-- begin Data to process --

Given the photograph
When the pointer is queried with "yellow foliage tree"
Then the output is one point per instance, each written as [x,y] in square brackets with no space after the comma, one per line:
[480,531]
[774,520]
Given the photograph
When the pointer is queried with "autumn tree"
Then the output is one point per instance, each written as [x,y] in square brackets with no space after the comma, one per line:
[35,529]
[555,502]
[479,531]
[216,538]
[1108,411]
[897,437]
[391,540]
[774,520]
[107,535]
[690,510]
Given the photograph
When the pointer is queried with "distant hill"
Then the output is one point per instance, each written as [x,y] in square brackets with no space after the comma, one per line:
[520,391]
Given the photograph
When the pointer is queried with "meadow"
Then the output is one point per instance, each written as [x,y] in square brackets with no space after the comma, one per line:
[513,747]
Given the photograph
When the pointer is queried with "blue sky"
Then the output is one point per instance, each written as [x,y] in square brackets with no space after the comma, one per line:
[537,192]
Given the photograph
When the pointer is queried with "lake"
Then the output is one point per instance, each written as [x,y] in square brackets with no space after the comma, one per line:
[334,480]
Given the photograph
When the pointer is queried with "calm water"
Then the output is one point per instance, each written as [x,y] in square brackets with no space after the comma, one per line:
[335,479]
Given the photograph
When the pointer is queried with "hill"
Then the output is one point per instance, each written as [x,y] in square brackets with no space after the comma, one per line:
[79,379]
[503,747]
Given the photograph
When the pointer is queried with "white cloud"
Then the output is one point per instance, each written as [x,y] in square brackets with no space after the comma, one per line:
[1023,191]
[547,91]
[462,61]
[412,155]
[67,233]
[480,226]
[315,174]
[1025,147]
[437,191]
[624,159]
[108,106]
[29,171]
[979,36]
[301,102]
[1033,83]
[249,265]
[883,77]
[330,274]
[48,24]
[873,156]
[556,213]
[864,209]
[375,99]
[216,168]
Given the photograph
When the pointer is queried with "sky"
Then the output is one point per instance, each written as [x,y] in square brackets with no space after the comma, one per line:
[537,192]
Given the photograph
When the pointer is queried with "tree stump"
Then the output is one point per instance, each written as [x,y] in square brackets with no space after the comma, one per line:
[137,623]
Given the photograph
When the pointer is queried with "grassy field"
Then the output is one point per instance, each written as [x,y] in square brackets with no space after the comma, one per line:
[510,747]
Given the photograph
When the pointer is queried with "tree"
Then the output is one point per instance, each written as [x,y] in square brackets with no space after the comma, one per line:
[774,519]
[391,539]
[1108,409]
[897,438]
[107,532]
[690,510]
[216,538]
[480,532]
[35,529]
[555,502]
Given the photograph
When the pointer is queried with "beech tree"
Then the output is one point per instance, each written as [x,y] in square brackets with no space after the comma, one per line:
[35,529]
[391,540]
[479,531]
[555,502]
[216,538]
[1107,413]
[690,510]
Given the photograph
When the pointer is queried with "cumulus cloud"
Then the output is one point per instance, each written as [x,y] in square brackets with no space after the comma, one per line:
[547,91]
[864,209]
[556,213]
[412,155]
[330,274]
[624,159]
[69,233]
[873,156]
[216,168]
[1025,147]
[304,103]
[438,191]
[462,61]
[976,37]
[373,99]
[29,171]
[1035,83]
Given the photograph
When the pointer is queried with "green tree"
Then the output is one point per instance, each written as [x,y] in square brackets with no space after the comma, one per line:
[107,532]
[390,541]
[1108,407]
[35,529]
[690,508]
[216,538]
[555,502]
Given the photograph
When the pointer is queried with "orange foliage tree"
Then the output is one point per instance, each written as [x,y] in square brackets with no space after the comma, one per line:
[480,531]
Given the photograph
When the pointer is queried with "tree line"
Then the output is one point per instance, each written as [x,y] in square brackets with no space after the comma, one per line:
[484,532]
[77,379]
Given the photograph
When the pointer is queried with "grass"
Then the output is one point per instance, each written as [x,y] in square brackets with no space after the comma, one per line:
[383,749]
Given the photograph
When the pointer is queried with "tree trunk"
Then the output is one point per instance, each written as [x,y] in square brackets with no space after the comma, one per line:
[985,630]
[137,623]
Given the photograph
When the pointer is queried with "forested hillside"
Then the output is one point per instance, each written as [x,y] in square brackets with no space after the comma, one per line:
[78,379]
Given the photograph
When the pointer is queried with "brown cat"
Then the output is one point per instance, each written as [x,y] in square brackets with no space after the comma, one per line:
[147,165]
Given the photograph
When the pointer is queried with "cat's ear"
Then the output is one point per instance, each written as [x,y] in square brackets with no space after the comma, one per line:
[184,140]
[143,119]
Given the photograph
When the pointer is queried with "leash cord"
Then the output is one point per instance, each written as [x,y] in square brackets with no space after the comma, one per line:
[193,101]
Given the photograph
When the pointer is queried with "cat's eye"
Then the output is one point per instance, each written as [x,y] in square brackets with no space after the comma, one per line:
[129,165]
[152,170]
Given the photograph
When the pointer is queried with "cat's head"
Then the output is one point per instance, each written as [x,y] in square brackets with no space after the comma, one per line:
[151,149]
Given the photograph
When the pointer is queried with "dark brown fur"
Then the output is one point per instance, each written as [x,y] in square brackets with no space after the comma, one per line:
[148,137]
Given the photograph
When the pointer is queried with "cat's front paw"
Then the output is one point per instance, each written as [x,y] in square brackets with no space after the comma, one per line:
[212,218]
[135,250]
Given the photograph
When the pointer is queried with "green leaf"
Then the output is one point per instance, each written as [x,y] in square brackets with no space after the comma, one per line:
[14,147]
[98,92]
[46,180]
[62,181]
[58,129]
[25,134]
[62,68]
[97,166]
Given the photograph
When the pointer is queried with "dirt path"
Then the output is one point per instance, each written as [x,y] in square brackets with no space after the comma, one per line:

-- end Data to process --

• **Brief**: Transcribe each entry precisely, missing none.

• **Solution to this exercise**:
Given the photograph
When the pointer is queried with "yellow foliage tree"
Then the output is one point per instance, each written as [x,y] in square brackets with no space after the comma, one per line:
[480,531]
[774,520]
Given the photograph
When the pointer is queried with "autumn tree"
Then the output is one point per instance, each written as [x,y] in square brackets with no space after the comma, one per line:
[35,529]
[555,502]
[479,531]
[216,538]
[1108,411]
[897,437]
[391,540]
[774,520]
[107,535]
[690,510]
Given the photograph
When the pointer is queried with "distant hill"
Then the output is one point per instance, each written as [x,y] in square brackets with no space after the comma, one per line:
[520,391]
Given the photograph
When the pointer is queried with "meadow"
Then the output is one point per instance, each written as [x,y] in square brackets with no space after the comma, one per line:
[513,747]
Given the photograph
When the pointer is queried with "blue sky"
Then the output is one point per instance, each written as [x,y] in square brackets with no space after the comma, one per line:
[537,192]
Given the photograph
When the pointer is queried with "lake"
Then the output is one point per instance, each written as [x,y] in square brackets with no space after the comma, one per line:
[334,480]
Given the photograph
When the pointer is queried with "calm water"
Then the output is one point per instance, each written as [x,y] in square brackets with no space after the comma, one per line:
[335,479]
Given the photograph
When the pointer is queried with "hill"
Then the output is one point per instance, each written as [x,y] in square brackets with no space after the comma, one per line:
[79,379]
[503,747]
Given the photograph
When the pointer is queried with "white cloud"
Then the output is one point per instance, each written as [x,y] in square brackets with no space after the comma, one per line:
[1023,191]
[547,91]
[462,61]
[412,155]
[67,233]
[480,226]
[315,174]
[1025,147]
[437,191]
[624,159]
[108,106]
[29,171]
[979,36]
[301,102]
[1033,83]
[249,265]
[883,77]
[330,274]
[48,24]
[873,156]
[556,213]
[864,209]
[375,99]
[216,168]
Given the photograph
When the pointer is queried with "sky"
Then the output is one point per instance, each written as [x,y] in square brackets with no space after the comma, one per line:
[537,192]
Given the photograph
When the pointer is queried with "tree stump"
Then the output is one point per instance, each written as [x,y] in square brackets with no space after the comma, one per line:
[137,623]
Given the photograph
When the pointer is queried with "grassy field"
Then the output is one point per instance, each written as [x,y] in square brackets with no space after the comma, one per line:
[510,747]
Given the photograph
When the pointer is queried with "tree"
Then the output is one point per instance, each written as [x,y] in square brackets with no space after the comma, one per line:
[774,519]
[391,539]
[1108,409]
[897,438]
[107,532]
[690,510]
[216,538]
[480,532]
[35,529]
[555,502]
Given the photograph
When the pointer is queried with "beech tree"
Then the output is one point per instance, each written as [x,y] in square brackets with no space after the comma, one per line:
[35,529]
[391,540]
[479,531]
[555,502]
[216,538]
[1107,413]
[690,510]
Given the photograph
When the pointer is queried with "cumulus cloud"
Then the output is one point per instance, each written as [x,y] in square brackets with no space after the comma, one per line:
[547,91]
[864,209]
[556,213]
[412,155]
[330,274]
[624,159]
[69,233]
[873,156]
[216,168]
[1025,147]
[304,103]
[438,191]
[462,61]
[976,37]
[373,99]
[29,171]
[1035,83]
Given the photograph
When the pointer is queried with "green tree"
Then the output is one point per instance, each written as [x,y] in square brackets with no space after the comma, one per line:
[107,532]
[390,541]
[1108,407]
[35,529]
[690,508]
[216,538]
[555,502]
Given the photograph
When the pointer is queried with "orange foliage tree"
Then the output is one point per instance, each written as [x,y] in square brackets with no space after the comma, one per line:
[480,531]
Given the photograph
When the pointer is queried with "tree line"
Then the output is one point per instance, each written as [x,y] in square brackets with no space after the comma, one per line:
[484,532]
[77,379]
Given the photograph
When the pointer is queried with "grass"
Then the output is one point per instance, each written as [x,y] in square brackets with no space after the comma, one per line:
[383,749]
Given the photograph
When the pointer is queried with "tree trunk"
Then the output is one point per instance, each written as [x,y] in square brackets with no space after the comma, one per line:
[985,630]
[137,623]
Given the photograph
When the pointer is queried with "forested hillside"
Then the output is one point per instance, each written as [x,y] in square brackets with no space after the comma, one per line:
[78,379]
Given the photograph
When the pointer is queried with "brown cat"
Then the output is one point per instance, each written as [x,y] in square brackets with no space after the comma, one per line:
[147,165]
Given the photograph
When the pointer is queried with "cat's ear"
Then the output is one point per instance, each written as [x,y] in square brackets with no space after the comma, one per line:
[184,140]
[143,119]
Given the photograph
When the pointer is queried with "leash cord"
Then the output is one point per instance, each written as [x,y] in square brackets with no space after the comma, one per line:
[193,101]
Given the photograph
When the pointer is queried with "cat's eye"
Then the output is one point per instance, each written as [x,y] in square brackets with no space after the comma, one per line:
[129,165]
[152,170]
Given the photograph
When the pointer is queried with "cat's head"
Then the output is one point per instance, each written as [x,y] in square brackets with no space after the comma, one per line:
[151,149]
Given the photograph
When the pointer is queried with "dark brown fur"
Then the output is one point per instance, each written as [x,y] in square brackets with no space after the comma, one per line:
[148,137]
Given the photograph
When the pointer is queried with "cat's front paw"
Then the output is one point per instance, each written as [x,y] in square brackets with no space after the comma, one per line:
[212,218]
[135,250]
Given the photograph
When the pointer is queried with "green leaf"
Then the output is one point per instance, each written as [x,y] in square brackets with no space after the comma, one per line:
[14,147]
[98,92]
[46,180]
[62,181]
[58,129]
[25,134]
[62,68]
[97,166]
Given the photograph
When the pointer is queried with "dirt path"
Then the output is one point per instance, each written as [x,y] in square brackets with no space after the comma, one per line:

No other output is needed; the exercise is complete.